** start of Records to process **

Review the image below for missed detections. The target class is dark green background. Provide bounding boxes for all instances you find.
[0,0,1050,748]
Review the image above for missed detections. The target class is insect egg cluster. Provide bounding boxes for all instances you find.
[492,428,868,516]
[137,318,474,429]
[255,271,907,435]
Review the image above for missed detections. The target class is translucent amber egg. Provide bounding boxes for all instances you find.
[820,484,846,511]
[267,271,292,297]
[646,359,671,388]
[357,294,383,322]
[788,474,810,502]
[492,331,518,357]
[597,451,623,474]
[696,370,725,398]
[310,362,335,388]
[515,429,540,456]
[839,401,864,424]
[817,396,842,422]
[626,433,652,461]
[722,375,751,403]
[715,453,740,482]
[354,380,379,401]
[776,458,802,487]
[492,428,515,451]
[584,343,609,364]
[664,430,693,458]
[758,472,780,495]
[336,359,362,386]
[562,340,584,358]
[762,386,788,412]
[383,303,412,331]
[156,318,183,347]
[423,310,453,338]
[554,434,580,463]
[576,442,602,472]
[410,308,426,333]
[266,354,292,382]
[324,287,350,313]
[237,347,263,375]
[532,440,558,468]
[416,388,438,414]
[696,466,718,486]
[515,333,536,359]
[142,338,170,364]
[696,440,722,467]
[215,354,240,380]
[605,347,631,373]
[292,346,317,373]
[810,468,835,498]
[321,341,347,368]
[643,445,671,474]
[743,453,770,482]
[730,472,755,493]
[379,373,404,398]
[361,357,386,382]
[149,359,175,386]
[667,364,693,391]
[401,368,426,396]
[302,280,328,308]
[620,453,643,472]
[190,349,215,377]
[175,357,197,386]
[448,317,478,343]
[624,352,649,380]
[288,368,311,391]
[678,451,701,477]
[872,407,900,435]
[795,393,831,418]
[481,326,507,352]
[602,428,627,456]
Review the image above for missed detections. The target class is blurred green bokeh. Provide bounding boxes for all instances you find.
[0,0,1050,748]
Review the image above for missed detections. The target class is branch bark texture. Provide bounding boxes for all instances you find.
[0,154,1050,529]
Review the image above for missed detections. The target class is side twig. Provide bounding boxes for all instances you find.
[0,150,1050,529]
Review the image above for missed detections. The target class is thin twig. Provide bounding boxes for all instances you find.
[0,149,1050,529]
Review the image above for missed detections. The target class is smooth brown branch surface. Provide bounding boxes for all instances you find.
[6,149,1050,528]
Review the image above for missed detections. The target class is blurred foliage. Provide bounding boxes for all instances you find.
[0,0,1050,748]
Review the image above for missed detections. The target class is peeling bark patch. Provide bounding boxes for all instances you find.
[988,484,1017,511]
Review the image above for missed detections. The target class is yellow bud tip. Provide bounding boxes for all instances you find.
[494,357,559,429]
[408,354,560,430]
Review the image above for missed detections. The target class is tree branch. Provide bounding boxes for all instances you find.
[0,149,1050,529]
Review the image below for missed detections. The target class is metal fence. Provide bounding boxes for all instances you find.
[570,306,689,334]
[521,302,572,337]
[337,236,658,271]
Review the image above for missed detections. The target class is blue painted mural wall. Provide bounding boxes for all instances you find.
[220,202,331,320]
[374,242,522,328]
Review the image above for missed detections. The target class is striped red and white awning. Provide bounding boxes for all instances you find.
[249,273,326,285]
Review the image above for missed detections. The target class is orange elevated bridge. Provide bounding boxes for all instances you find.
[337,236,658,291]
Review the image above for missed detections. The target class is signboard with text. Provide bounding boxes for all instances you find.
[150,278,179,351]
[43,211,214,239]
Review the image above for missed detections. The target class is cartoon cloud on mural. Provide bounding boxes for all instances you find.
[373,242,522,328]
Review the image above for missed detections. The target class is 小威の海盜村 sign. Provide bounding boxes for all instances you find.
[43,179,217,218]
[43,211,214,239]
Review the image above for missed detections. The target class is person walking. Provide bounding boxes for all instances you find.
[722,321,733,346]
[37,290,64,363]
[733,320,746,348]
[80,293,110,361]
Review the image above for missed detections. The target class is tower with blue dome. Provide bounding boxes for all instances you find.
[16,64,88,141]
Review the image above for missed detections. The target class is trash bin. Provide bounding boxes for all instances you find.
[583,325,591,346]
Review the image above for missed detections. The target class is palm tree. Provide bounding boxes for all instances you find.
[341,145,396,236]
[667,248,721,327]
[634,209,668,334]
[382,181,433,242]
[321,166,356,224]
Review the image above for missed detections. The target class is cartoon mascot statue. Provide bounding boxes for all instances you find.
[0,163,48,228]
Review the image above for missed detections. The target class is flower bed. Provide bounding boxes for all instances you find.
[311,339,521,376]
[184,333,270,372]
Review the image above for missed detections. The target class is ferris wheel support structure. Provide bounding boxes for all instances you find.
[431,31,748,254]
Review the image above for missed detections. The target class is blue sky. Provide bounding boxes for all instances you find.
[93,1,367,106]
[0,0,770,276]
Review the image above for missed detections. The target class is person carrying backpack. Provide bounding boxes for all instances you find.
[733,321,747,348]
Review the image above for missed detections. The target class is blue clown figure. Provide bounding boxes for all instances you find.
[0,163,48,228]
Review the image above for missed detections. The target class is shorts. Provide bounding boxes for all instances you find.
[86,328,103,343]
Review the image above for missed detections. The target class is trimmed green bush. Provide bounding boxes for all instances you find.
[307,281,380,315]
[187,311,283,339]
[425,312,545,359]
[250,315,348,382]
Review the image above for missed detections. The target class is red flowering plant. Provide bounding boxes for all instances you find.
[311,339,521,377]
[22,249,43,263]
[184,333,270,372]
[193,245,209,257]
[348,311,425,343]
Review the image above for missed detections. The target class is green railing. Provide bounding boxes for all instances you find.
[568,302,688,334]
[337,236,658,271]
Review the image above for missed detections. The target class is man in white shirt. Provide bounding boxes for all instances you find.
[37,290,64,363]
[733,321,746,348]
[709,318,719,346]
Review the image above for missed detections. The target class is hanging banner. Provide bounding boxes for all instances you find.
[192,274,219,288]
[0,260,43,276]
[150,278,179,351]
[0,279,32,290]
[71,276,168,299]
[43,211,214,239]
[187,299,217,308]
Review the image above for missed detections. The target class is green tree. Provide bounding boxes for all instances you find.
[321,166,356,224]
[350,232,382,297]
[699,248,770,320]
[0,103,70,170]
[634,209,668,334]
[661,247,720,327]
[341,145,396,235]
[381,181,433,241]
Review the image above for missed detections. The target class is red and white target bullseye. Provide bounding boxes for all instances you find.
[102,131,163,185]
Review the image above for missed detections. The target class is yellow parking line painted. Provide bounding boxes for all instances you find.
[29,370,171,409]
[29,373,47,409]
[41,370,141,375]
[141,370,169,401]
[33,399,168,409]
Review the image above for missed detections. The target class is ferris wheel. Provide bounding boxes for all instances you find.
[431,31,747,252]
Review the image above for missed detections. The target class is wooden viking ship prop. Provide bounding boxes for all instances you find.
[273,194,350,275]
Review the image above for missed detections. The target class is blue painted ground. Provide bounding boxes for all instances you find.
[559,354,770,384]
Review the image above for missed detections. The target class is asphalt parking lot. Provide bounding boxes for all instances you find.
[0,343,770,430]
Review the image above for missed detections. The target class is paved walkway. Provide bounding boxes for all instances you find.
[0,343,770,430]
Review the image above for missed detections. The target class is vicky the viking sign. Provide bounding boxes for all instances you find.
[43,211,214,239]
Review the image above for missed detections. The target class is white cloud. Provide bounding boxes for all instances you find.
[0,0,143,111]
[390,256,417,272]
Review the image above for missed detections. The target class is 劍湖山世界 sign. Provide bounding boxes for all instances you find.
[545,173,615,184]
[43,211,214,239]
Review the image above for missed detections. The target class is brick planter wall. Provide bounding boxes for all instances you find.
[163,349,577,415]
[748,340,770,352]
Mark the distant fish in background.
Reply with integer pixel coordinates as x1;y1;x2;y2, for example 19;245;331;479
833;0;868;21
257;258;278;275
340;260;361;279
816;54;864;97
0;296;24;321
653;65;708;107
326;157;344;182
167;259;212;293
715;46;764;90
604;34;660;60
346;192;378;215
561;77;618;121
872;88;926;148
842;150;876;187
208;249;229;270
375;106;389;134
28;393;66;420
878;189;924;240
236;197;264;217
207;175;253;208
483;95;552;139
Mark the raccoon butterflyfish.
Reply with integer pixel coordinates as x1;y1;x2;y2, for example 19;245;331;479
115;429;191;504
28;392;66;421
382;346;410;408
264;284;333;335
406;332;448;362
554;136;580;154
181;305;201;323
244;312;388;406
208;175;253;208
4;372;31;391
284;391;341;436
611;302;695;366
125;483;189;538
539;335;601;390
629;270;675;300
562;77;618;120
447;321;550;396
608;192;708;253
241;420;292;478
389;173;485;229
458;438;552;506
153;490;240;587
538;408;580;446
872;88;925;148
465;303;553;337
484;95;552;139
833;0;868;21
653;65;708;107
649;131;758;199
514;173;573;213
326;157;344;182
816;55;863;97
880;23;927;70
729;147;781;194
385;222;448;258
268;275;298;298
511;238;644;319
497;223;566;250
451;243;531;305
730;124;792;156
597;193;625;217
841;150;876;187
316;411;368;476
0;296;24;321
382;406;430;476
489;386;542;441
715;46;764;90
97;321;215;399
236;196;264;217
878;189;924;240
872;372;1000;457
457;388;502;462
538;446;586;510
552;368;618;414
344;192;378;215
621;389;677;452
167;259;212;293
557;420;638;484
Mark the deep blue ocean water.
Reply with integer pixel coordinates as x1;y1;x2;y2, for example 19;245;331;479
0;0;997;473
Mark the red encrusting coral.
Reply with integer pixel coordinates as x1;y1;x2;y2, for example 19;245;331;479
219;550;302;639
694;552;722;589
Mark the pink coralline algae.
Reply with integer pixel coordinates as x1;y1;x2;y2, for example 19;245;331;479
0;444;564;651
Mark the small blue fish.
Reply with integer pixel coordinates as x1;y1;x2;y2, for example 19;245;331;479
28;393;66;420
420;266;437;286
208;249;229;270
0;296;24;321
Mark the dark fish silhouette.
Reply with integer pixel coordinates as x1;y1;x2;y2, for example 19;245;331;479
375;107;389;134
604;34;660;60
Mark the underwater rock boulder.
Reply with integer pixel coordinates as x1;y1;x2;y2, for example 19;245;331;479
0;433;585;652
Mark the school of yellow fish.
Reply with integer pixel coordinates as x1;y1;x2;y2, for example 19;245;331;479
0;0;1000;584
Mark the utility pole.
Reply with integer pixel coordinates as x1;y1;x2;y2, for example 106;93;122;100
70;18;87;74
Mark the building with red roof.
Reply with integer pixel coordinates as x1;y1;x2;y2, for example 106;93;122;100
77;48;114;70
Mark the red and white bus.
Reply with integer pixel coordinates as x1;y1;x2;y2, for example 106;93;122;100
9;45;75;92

** end of Records to process **

Reproduce without alteration the records from the line containing "and white target" through the line containing "[559,354,770,384]", including both of those lines.

Review the image above for missed detections. The target class is red and white target bullseye. Provide bounding boxes for all instances you find.
[102,131,163,185]
Review the image above for missed detections. The target class is yellow parking line painted. Provide bounding boxes for all instances you find.
[29,370,171,409]
[29,373,47,409]
[41,370,141,375]
[141,370,169,401]
[33,399,168,409]
Review the image above for missed detections. The target class is ferris wheel. Provide bounding boxes for all instances you find.
[431,31,747,252]
Review the image above for missed detections. The target class is wooden viking ship prop. Provide bounding boxes for all instances you find.
[273,194,350,275]
Review the image above for missed detections. The target class is blue painted ground. Provide bounding boxes for all instances you find.
[559,354,770,384]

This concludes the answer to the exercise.